[BEGIN TASK DATA]
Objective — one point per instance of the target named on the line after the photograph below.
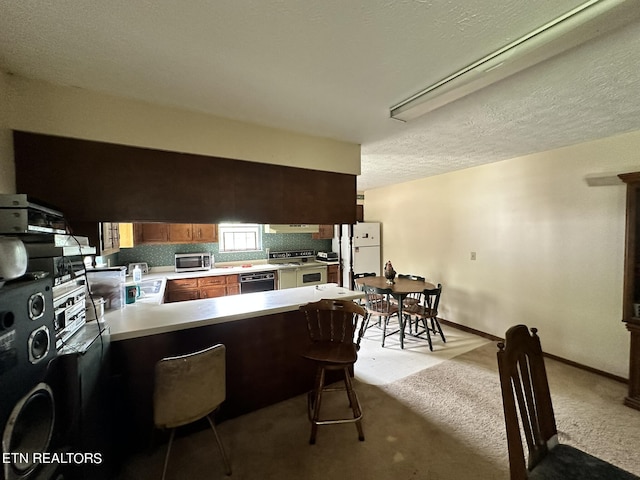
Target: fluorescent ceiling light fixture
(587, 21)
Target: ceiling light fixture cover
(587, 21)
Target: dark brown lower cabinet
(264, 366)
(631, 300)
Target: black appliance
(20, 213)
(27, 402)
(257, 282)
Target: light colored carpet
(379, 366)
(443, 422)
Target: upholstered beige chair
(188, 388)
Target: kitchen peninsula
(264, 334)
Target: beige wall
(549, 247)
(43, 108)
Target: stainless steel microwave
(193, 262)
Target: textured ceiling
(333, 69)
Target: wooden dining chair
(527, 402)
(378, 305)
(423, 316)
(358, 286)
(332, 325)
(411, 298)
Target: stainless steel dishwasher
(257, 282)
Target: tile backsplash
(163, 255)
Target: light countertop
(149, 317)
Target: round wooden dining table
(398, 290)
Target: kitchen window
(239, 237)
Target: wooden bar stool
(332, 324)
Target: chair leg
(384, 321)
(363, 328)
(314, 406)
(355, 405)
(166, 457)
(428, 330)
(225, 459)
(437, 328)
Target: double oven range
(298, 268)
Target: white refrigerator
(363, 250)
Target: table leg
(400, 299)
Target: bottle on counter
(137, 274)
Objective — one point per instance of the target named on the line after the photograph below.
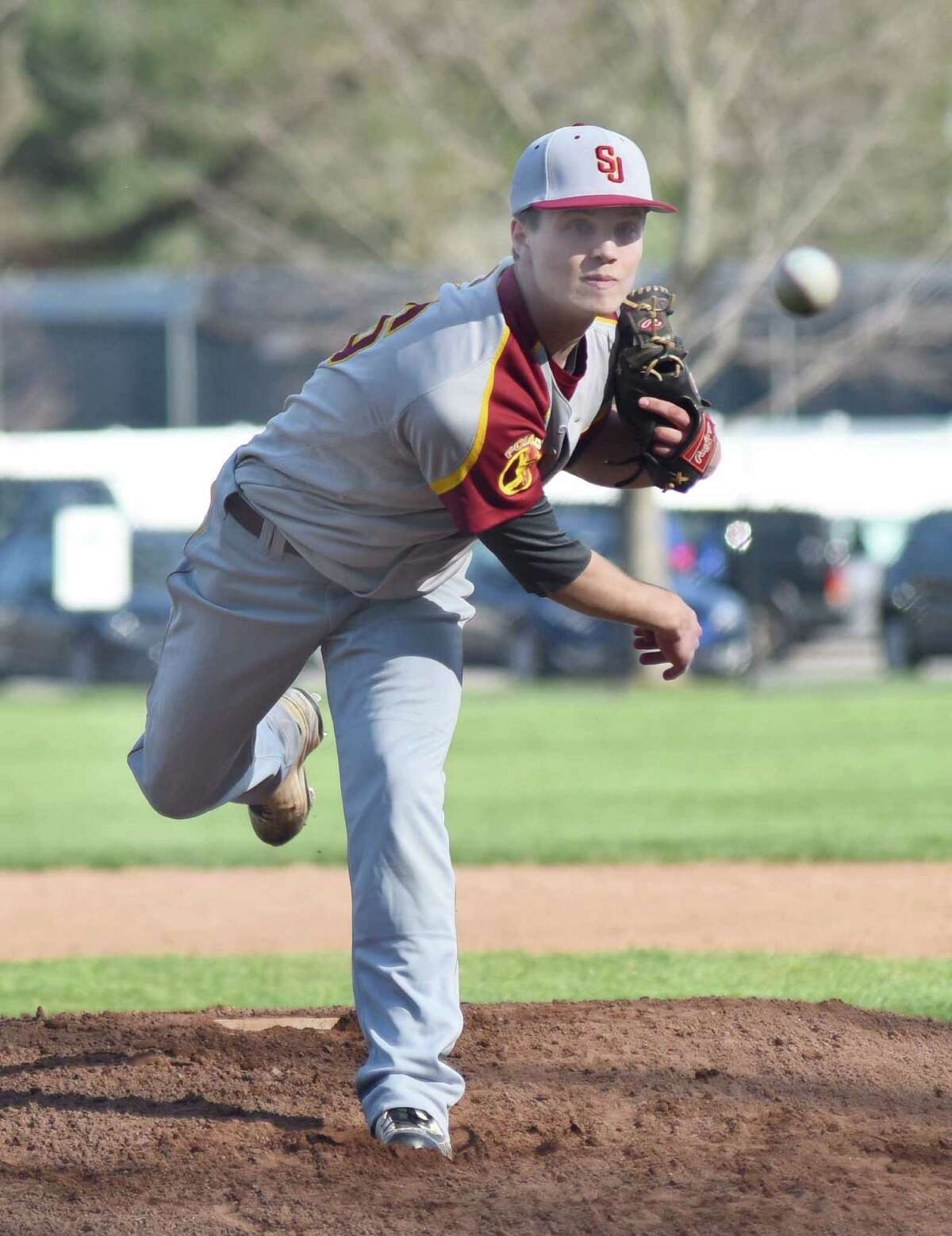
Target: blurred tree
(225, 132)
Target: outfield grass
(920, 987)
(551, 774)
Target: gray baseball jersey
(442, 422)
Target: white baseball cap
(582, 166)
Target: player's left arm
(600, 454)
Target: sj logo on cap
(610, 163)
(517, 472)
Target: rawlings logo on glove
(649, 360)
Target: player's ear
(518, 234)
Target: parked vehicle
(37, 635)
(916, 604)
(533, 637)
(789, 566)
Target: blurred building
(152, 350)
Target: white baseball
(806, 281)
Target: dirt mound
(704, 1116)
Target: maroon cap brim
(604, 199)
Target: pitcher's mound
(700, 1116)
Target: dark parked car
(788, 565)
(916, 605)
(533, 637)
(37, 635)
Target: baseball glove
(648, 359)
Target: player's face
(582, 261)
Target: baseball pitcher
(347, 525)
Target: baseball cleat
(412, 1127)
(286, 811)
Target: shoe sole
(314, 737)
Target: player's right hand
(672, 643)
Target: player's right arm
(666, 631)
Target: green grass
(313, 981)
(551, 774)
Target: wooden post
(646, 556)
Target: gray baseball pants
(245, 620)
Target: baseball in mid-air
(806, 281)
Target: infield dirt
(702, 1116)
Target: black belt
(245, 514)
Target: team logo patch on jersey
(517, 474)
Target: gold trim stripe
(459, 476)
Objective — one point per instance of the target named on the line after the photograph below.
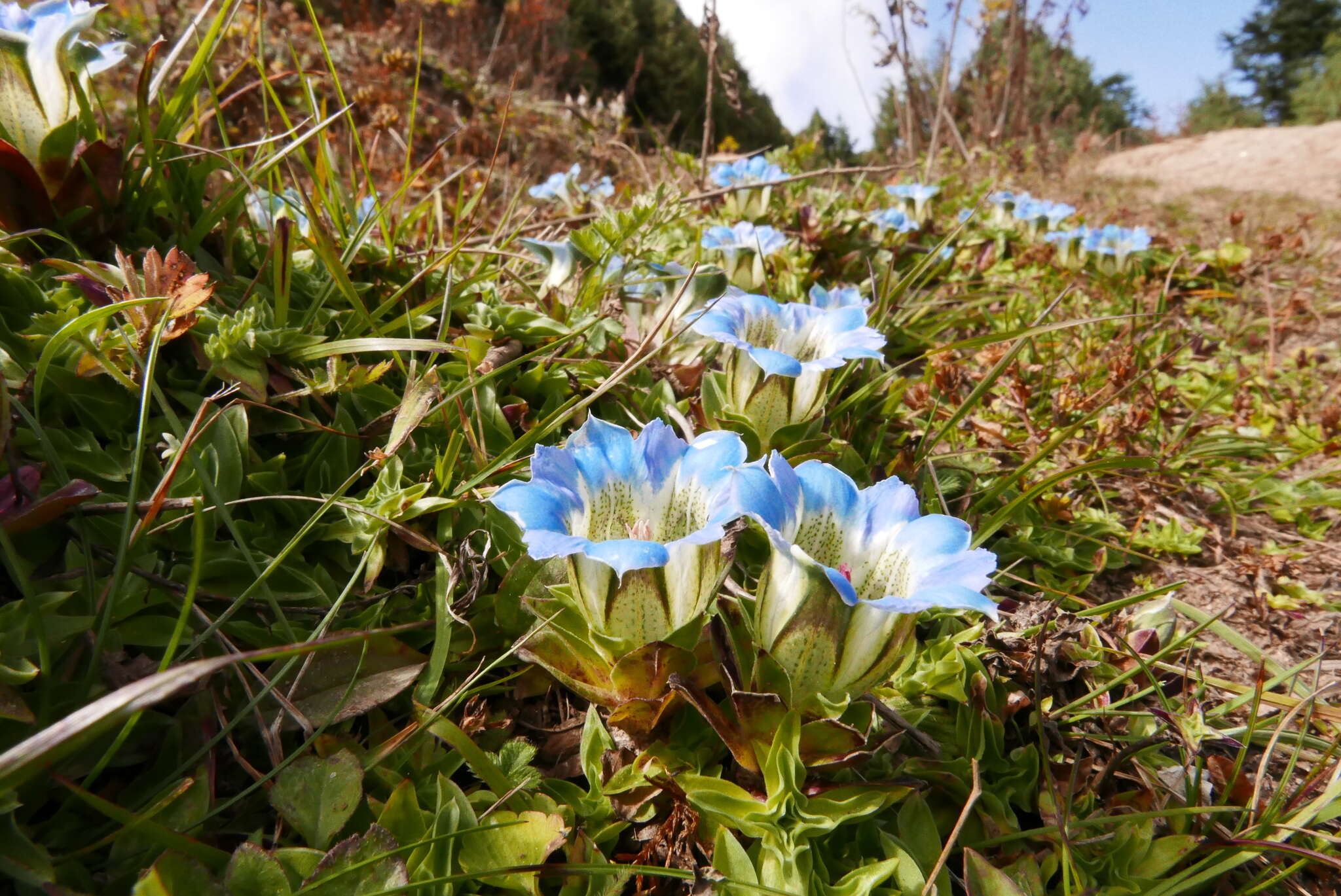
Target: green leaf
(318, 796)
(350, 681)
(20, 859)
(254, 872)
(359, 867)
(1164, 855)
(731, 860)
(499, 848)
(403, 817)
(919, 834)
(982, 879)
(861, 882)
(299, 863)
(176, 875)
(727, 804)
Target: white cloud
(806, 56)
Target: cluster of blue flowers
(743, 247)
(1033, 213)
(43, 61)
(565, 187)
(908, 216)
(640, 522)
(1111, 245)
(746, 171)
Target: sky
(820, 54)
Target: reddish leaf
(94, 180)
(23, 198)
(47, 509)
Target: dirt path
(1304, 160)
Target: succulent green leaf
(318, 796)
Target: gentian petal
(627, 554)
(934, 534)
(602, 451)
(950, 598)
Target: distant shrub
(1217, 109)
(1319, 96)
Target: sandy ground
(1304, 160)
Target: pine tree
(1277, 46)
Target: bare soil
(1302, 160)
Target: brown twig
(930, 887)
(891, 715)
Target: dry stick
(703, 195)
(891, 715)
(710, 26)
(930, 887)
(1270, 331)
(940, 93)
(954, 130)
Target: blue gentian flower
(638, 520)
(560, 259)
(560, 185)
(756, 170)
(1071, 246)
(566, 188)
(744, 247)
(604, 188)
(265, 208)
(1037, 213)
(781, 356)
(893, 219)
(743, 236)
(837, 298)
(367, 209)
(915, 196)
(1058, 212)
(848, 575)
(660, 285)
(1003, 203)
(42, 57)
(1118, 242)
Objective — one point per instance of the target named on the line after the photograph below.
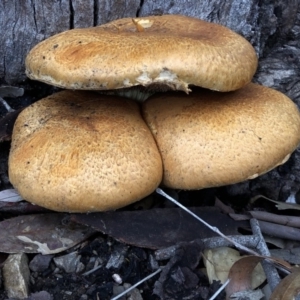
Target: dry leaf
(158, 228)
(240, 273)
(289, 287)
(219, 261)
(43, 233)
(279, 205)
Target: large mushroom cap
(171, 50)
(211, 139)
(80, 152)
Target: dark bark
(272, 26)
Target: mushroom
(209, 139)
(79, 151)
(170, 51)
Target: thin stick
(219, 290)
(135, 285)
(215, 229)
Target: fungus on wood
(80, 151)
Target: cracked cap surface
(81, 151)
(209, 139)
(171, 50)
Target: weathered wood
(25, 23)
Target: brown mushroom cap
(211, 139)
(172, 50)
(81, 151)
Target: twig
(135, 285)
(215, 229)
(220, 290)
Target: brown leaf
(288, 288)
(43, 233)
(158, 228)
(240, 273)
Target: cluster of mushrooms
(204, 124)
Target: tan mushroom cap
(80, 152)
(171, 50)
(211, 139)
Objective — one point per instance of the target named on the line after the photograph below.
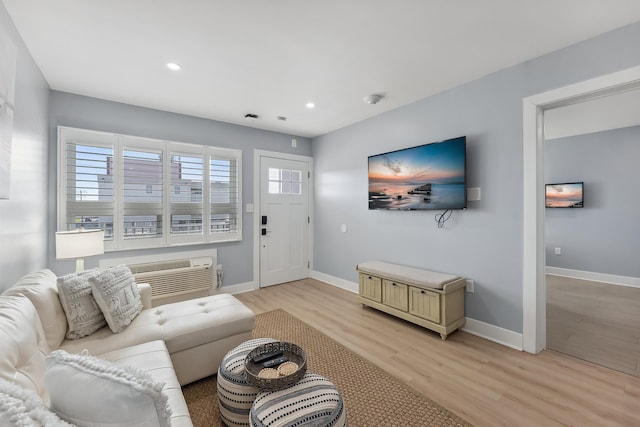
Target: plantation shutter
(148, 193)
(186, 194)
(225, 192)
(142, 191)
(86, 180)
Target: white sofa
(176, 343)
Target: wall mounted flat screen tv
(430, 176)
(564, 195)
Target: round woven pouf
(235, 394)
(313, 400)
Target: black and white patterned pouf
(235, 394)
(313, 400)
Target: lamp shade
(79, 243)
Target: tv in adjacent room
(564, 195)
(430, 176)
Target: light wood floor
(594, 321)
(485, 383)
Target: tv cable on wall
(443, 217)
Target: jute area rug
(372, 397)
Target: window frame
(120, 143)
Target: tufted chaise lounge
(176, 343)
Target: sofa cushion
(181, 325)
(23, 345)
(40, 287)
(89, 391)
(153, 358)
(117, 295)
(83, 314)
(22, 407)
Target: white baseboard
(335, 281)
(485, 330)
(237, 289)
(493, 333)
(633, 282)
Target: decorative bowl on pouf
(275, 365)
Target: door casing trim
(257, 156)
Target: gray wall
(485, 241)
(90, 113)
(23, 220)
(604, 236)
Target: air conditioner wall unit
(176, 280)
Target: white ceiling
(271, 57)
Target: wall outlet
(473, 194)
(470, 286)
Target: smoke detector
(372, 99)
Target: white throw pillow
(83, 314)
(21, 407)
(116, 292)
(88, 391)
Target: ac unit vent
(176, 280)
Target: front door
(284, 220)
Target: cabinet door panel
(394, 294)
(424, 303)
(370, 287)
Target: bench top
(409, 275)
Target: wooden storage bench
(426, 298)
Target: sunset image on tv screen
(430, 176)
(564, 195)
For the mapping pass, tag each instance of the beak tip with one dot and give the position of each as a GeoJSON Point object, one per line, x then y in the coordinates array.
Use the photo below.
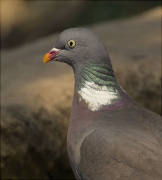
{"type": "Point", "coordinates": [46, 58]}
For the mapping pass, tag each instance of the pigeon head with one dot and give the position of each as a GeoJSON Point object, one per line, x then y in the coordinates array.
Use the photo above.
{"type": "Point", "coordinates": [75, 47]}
[END TASK DATA]
EXERCISE REQUIREMENTS - Express all of the rows above as a two-column CSV with the headers prompt_text and marked_points. Give one CSV line per item, with its wording and its answer each in a single quoted field and line breaks replaced by spaces, and leave the pictures out.

EXPECTED ANSWER -
prompt_text,marked_points
"Objective — one point per instance of the target named on the line after the photograph below. Target: fluorescent ceiling light fixture","(587, 21)"
"Target: ceiling light fixture cover","(587, 21)"
"Target: dark brown lower cabinet","(264, 366) (631, 300)"
"Target: black appliance","(20, 213) (27, 402) (257, 282)"
"Target: light colored carpet","(379, 366) (443, 422)"
"Target: upholstered beige chair","(188, 388)"
"Target: kitchen peninsula","(264, 334)"
"Target: beige wall","(549, 247) (43, 108)"
"Target: stainless steel microwave","(193, 262)"
"Target: textured ceiling","(333, 69)"
"Target: wooden dining chair","(527, 402) (378, 305) (423, 316) (358, 286) (332, 325) (411, 298)"
"Target: stainless steel dishwasher","(257, 282)"
"Target: tile backsplash","(163, 255)"
"Target: light countertop","(149, 317)"
"Target: round wooden dining table","(398, 290)"
"Target: kitchen window","(239, 237)"
"Target: wooden bar stool","(332, 324)"
"Target: chair leg","(384, 321) (363, 328) (314, 406) (355, 405) (166, 457) (428, 330) (225, 459) (437, 328)"
"Target: double oven range","(298, 268)"
"Target: white refrigerator","(363, 250)"
"Target: table leg","(400, 299)"
"Target: bottle on counter","(137, 274)"
"Objective — one point per instance of the target named on the line after the photograph below. Target: blurred tree","(225, 132)"
"Target: outfield grass","(920, 987) (551, 774)"
"Target: gray baseball jersey","(442, 422)"
"Target: white baseball cap","(582, 166)"
"Target: player's left arm","(600, 454)"
"Target: sj logo on cap","(610, 163) (517, 472)"
"Target: rawlings logo on glove","(649, 360)"
"Target: player's ear","(518, 234)"
"Target: parked vehicle","(37, 635) (916, 604) (533, 637) (789, 566)"
"Target: blurred building","(152, 350)"
"Target: white baseball","(806, 281)"
"Target: dirt mound","(704, 1116)"
"Target: maroon cap brim","(604, 199)"
"Target: pitcher's mound","(700, 1116)"
"Target: dark parked car","(788, 565) (916, 605) (533, 637) (37, 635)"
"Target: baseball glove","(648, 359)"
"Target: player's face","(582, 261)"
"Target: baseball pitcher","(347, 525)"
"Target: baseball cleat","(412, 1127) (286, 811)"
"Target: shoe sole","(314, 737)"
"Target: player's right hand","(672, 643)"
"Target: player's right arm","(666, 631)"
"Target: green grass","(313, 981) (551, 774)"
"Target: wooden post","(646, 556)"
"Target: gray baseball pants","(245, 620)"
"Target: baseball in mid-air","(806, 281)"
"Target: infield dirt","(702, 1116)"
"Target: black belt","(245, 514)"
"Target: team logo patch on jersey","(517, 474)"
"Target: gold trim stripe","(459, 476)"
"Objective — one point per instance of the target named on the line after the photograph below. Target: green leaf","(318, 796) (350, 681) (20, 859) (254, 872) (359, 867) (1164, 855) (731, 860) (499, 848) (403, 817) (919, 834) (982, 879) (861, 882) (299, 863) (176, 875) (727, 804)"
"Target: white cloud","(806, 56)"
"Target: cluster of blue flowers","(743, 247) (1033, 213) (43, 61) (565, 187) (908, 216) (640, 522) (1111, 245) (746, 171)"
"Target: sky","(820, 54)"
"Target: reddish leaf","(94, 180) (23, 198) (47, 509)"
"Target: dirt path","(1304, 160)"
"Target: succulent green leaf","(318, 796)"
"Target: gentian petal","(627, 554) (934, 534) (602, 451) (950, 598)"
"Target: distant shrub","(1217, 109) (1319, 96)"
"Target: sandy ground","(1304, 160)"
"Target: pine tree","(1277, 46)"
"Target: bare soil","(1302, 160)"
"Target: brown twig","(930, 887) (891, 715)"
"Target: dry stick","(703, 195) (891, 715) (710, 26) (930, 887) (1270, 331) (940, 93) (954, 130)"
"Target: blue gentian flower","(638, 520) (560, 259) (560, 185) (756, 170) (1071, 246) (566, 188) (744, 247) (604, 188) (265, 208) (1037, 213) (781, 356) (893, 219) (743, 236) (837, 298) (367, 209) (915, 196) (1058, 212) (848, 575) (660, 285) (1003, 203) (42, 57) (1118, 242)"
"Objective — one point per instance of the target named on the line after the photograph below. Target: dry leaf","(158, 228) (240, 273) (289, 287) (219, 261) (43, 233) (279, 205)"
"Target: large mushroom cap","(171, 50) (211, 139) (80, 152)"
"Target: dark bark","(272, 26)"
"Target: mushroom","(209, 139) (79, 151) (170, 51)"
"Target: thin stick","(219, 290) (135, 285) (215, 229)"
"Target: fungus on wood","(80, 151)"
"Target: cracked cap surface","(81, 151) (209, 139) (171, 50)"
"Target: weathered wood","(25, 23)"
"Target: brown mushroom cap","(211, 139) (172, 50) (81, 151)"
"Target: twig","(135, 285) (215, 229) (220, 290)"
"Target: brown leaf","(288, 288) (43, 233) (158, 228) (240, 273)"
"Target: cluster of mushrooms","(204, 124)"
"Target: tan mushroom cap","(80, 152) (171, 50) (211, 139)"
"Objective — one point per instance of the target named on the line after the photograph below. Target: plantation shutter","(148, 193) (186, 194) (225, 192) (142, 191) (86, 180)"
"Target: white sofa","(176, 343)"
"Target: wall mounted flat screen tv","(430, 176) (564, 195)"
"Target: round woven pouf","(235, 394) (313, 400)"
"Target: black and white patterned pouf","(235, 394) (313, 400)"
"Target: lamp shade","(79, 243)"
"Target: tv in adjacent room","(564, 195) (430, 176)"
"Target: light wood floor","(594, 321) (485, 383)"
"Target: tv cable on wall","(443, 217)"
"Target: jute area rug","(372, 397)"
"Target: window frame","(120, 143)"
"Target: tufted chaise lounge","(176, 343)"
"Target: sofa cushion","(181, 325) (23, 345) (40, 287) (89, 391) (153, 358) (117, 295) (83, 314) (22, 407)"
"Target: white baseboard","(335, 281) (485, 330) (237, 289) (493, 333) (633, 282)"
"Target: decorative bowl on pouf","(275, 365)"
"Target: door casing trim","(257, 156)"
"Target: gray wall","(485, 241) (90, 113) (23, 220) (604, 236)"
"Target: air conditioner wall unit","(176, 280)"
"Target: white ceiling","(271, 57)"
"Target: wall outlet","(473, 194) (470, 286)"
"Target: smoke detector","(372, 99)"
"Target: white throw pillow","(83, 314) (21, 407) (116, 292) (88, 391)"
"Target: ac unit vent","(176, 280)"
"Target: front door","(284, 220)"
"Target: cabinet door panel","(394, 294) (424, 303) (370, 287)"
"Target: bench top","(409, 275)"
"Target: wooden storage bench","(426, 298)"
"Target: sunset image on tv screen","(430, 176) (564, 195)"
"For the mapping pass, tag each instance of the beak tip with one dot and give the position of each as a GeoJSON Point object, one per line, x then y in the coordinates array. Use the photo below.","{""type"": ""Point"", ""coordinates"": [46, 58]}"
"For the mapping pass, tag each instance of the pigeon head with one dot and give the position of each as a GeoJSON Point object, one per line, x then y in the coordinates array. Use the photo above.","{""type"": ""Point"", ""coordinates"": [75, 47]}"